→ **TEXT TO READ**
● ● ●

# best Forstner bits for salt and pepper mills



## Marker (Jul 1, 2012)

I am in need of some  Forstner bits for making some salt and pepper mills.  


   I need the 1 1/16"   and the 1 5/8"

   I saw some Maxicut bits on CSUSA's web site,   but they were out of stock.   

   Any use these Maxicut bits?     are they worth the extra money?

  What bits would you suggest to me, and were id the best place to get them?

    Thanks


----------



## EricJS (Jul 1, 2012)

I bought the Colt Maxi Cut bits from Amazon with the 270mm extension for peppermills. They are extremely sharp and make very accurate cuts. I'm very impressed with them.


----------



## TellicoTurning (Jul 1, 2012)

I go through Forstner's pretty regularly with my mills.... I use the ones sold at Woodcraft.. don't remember the brand name...but at about $10 each, I can use them until they get dull, sometimes touch them up on my 1" belt sander for a few more uses, then toss and replace... I don't use the 1 1/16 myself, but know that WC does carry them.


----------



## KenV (Jul 1, 2012)

Strongly suggest you avoid the high carbon steel version -- they are cheap, but when they get hot, the edges get softer and softer.....

High Speed Steel is durable and can be resharpened with diamond or cubic boron nitride slips.

Maxicut are awesome --  I think worth the price (at least to me).

They are available in a good range of sizes from internet suppliesr   Amazon has it today for a good price (expensive -- but less than list)


----------



## bitshird (Jul 1, 2012)

I do like Chuck I get the Woodriver I believe the name is, from Woodcraft. They can be sharpened, but are cheap enough about 10.00. The Colts are worth the money, particularly on the 1-1/16th since it gets a lot of use.


----------



## broitblat (Jul 1, 2012)

I've been real happy since I switched to using a carbide bit for the through hole.  I got one from Woodline USA - Carbide Forstner Bits, and it has held up very well for me.

  -Barry


----------



## bitshird (Jul 1, 2012)

broitblat said:


> I've been real happy since I switched to using a carbide bit for the through hole.  I got one from Woodline USA - Carbide Forstner Bits, and it has held up very well for me.
> 
> -Barry



Barry, that price is incredible for carbide.


----------



## Marker (Jul 1, 2012)

When I am making 6" mills out of a very hard type of wood.   Would it be a good idea to drill a pilot hole?  say with a 3/4"  metal bit?  

  Would this make the Forstner bit last longer since it would have less to cut through?


----------



## KenV (Jul 1, 2012)

Chess_Master said:


> When I am making 6" mills out of a very hard type of wood.   Would it be a good idea to drill a pilot hole?  say with a 3/4"  metal bit?
> 
> Would this make the Forstner bit last longer since it would have less to cut through?




Probably not worth the bother --

But if you do, the Forstner guide on the outside rim and you should start with the full size forstner to set the guide, then drill out the center, and come back with the forstner.

As a general rule - start big with forstner and work down.


----------



## Rick_G (Jul 1, 2012)

I got the 1 1/16 maxi cut from Lee Valley along with the extender.  As I replace the bits in my regular set it will very likely be with these.


----------



## Marker (Jul 8, 2012)

Thanks everyone for your help.


   I ended up ordering a 1 1/16" maxicut from amazon.   Also I ordered both a 1 1/16" and a 1 5/8"  of the cheap type from Csusa.

● ● ●

→ **DATA RECORDS**
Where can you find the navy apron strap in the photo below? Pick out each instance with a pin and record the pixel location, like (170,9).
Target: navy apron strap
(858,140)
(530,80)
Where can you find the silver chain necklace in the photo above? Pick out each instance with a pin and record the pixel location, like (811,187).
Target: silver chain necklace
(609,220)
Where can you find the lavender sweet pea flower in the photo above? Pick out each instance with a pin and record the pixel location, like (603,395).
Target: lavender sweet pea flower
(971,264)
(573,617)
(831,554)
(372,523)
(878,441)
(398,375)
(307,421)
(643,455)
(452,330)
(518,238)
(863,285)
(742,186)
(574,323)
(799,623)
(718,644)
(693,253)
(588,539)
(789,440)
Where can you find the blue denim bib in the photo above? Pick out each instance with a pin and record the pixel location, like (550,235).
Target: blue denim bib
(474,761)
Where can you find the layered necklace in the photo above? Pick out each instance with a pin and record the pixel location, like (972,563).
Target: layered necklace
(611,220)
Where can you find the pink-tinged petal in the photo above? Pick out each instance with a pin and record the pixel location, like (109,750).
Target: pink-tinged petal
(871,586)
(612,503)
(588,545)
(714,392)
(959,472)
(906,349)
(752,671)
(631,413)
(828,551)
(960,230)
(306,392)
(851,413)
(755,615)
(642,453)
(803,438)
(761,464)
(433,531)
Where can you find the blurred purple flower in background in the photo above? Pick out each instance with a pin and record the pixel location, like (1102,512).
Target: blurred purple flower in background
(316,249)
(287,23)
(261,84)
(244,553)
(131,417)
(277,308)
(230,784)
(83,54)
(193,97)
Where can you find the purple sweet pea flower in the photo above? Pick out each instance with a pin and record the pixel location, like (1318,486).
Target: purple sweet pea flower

● ● ●

→ **DIRECTIONS**
a) In the thread on Forstner bits for salt and pepper mills, what does KenV say happens to high carbon steel bits when they get hot?
b) Reproduce the passage of the Forstner bit thread starting with "# best Forstner" and going on through "the extra money?".

→ **RESPONSES PER TASK**
a) Their edges get softer and softer.

b)
# best Forstner bits for salt and pepper mills



## Marker (Jul 1, 2012)

I am in need of some  Forstner bits for making some salt and pepper mills.  


   I need the 1 1/16"   and the 1 5/8"

   I saw some Maxicut bits on CSUSA's web site,   but they were out of stock.   

   Any use these Maxicut bits?     are they worth the extra money?